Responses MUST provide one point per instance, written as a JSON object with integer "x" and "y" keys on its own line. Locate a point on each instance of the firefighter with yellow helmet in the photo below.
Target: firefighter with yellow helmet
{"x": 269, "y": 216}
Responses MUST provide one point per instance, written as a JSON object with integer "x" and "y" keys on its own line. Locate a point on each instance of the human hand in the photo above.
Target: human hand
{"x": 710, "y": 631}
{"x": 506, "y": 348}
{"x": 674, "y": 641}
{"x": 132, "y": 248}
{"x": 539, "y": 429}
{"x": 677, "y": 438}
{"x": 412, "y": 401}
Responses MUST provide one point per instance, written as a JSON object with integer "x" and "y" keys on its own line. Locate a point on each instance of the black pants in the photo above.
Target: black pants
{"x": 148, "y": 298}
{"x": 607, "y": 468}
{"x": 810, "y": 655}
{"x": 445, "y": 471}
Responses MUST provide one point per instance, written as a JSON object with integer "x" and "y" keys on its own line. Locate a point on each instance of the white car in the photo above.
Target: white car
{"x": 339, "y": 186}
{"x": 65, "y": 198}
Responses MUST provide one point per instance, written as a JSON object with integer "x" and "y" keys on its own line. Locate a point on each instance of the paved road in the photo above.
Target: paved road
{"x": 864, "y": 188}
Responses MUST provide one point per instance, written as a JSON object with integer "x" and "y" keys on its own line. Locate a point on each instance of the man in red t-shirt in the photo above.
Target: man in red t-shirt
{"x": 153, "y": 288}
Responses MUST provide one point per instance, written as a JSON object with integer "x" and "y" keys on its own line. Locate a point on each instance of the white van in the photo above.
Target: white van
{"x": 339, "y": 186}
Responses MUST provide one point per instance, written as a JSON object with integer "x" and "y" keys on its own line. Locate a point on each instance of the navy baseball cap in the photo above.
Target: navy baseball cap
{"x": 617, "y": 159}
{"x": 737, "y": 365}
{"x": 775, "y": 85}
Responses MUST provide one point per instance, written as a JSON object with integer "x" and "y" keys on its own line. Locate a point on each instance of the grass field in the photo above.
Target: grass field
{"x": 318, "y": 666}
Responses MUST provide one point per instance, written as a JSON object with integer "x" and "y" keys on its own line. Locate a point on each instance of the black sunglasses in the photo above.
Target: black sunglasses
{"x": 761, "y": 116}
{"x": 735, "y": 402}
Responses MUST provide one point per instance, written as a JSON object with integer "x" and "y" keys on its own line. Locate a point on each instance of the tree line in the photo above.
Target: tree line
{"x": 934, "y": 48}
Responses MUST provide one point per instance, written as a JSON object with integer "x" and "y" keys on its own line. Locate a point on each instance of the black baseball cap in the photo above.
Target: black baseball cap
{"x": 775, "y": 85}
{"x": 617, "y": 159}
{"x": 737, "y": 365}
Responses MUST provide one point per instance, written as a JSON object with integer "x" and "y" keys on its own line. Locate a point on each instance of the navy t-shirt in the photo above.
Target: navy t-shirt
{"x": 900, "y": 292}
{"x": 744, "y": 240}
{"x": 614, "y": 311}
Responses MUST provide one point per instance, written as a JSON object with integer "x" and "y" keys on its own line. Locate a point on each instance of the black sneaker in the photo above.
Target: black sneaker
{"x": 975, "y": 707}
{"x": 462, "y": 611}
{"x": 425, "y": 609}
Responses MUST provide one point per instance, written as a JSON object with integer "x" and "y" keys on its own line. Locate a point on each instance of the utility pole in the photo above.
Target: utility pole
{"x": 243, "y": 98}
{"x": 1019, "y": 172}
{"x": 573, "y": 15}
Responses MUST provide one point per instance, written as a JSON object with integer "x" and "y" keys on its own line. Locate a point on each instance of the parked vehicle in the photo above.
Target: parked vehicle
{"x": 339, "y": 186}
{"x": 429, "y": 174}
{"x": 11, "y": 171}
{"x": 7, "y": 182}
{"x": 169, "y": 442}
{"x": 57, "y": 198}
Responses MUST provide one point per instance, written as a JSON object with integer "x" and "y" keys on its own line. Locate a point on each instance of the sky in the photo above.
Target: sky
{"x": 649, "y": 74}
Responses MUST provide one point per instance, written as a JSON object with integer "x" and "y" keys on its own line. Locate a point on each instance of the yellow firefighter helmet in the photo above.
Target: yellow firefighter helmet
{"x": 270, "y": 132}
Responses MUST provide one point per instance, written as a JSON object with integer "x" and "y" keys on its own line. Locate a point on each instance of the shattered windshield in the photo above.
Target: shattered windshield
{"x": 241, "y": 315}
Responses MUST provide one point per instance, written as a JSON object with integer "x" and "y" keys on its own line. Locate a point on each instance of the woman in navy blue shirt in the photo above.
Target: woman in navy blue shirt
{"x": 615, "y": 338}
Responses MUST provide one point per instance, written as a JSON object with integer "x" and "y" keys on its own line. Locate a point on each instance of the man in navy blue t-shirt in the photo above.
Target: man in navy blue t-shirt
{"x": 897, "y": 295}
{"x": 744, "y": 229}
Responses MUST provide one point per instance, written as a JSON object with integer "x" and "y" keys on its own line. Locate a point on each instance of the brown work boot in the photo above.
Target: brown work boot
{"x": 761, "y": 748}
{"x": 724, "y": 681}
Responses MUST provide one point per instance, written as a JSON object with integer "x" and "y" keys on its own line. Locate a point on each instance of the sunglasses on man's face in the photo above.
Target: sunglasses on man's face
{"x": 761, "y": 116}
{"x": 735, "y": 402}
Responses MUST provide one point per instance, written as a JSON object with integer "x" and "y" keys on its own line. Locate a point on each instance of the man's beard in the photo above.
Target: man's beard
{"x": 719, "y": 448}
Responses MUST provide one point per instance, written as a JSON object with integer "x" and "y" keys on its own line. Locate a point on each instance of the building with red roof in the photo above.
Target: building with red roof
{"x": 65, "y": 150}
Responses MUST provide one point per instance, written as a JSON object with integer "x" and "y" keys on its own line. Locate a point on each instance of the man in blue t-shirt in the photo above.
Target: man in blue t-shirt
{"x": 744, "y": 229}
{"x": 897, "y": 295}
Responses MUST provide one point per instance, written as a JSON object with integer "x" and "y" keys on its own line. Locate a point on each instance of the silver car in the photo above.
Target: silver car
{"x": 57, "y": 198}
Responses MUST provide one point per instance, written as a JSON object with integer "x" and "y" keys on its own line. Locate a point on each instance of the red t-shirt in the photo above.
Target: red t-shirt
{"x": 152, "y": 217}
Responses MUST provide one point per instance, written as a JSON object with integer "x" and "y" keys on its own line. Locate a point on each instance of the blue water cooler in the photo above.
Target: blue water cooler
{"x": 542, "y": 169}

◆ ◆ ◆ ◆ ◆ ◆ ◆

## [Work to complete]
Repeat the data word for word, beginning at the line that contains "roof in the photo above." and stopping after the final line of the data.

## [Output of the task]
Responses MUST provide one point per instance, written as a JSON object with integer "x" and "y" keys on its own line. Locate a point on each instance of the building with red roof in the photo above.
Target: building with red roof
{"x": 65, "y": 150}
Responses MUST provide one point per instance, written as a JSON object with integer "x" and "y" keys on its own line. Locate a point on each instance of the man in blue t-shirt in the photo above.
Target: man in blue t-shirt
{"x": 744, "y": 229}
{"x": 897, "y": 295}
Responses MUST provide one point per instance, written as a JSON object with integer "x" and "y" keys on its own line. Locate a point on each instance of the silver car in the photo above.
Target: silver car
{"x": 57, "y": 198}
Responses MUST provide one point per instance, written as a JSON object with integer "x" and "y" keys on its own line. Locate a point on each instance of the red t-shirt in the photo above.
Target: red t-shirt
{"x": 152, "y": 217}
Responses MUST provide one point per instance, written as a JSON object with integer "x" and "y" keys on its own line. Locate a point on each instance of the blue water cooler in the photo above.
Target: blue water cooler
{"x": 542, "y": 169}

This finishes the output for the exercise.